__What needs to be done__. Repeat exactly the lines from the first line of the records through the line containing "Write them as", and nothing more.

__Source data__.
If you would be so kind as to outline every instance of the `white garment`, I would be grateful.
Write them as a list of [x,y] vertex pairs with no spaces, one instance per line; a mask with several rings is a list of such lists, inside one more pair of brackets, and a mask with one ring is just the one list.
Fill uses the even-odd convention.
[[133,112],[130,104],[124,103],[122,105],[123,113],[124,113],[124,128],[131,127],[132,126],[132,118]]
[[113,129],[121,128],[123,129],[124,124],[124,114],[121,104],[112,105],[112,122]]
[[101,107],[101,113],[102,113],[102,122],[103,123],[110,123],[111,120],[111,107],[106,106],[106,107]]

__Reply__.
If you would be so kind as to outline every instance of the `white garment`, I would be grateful.
Write them as a list of [x,y] vertex pairs with no spaces, one instance per line; a mask with several rings is a list of such lists, inside one more pair of brackets, and a mask with one ring is just the one list.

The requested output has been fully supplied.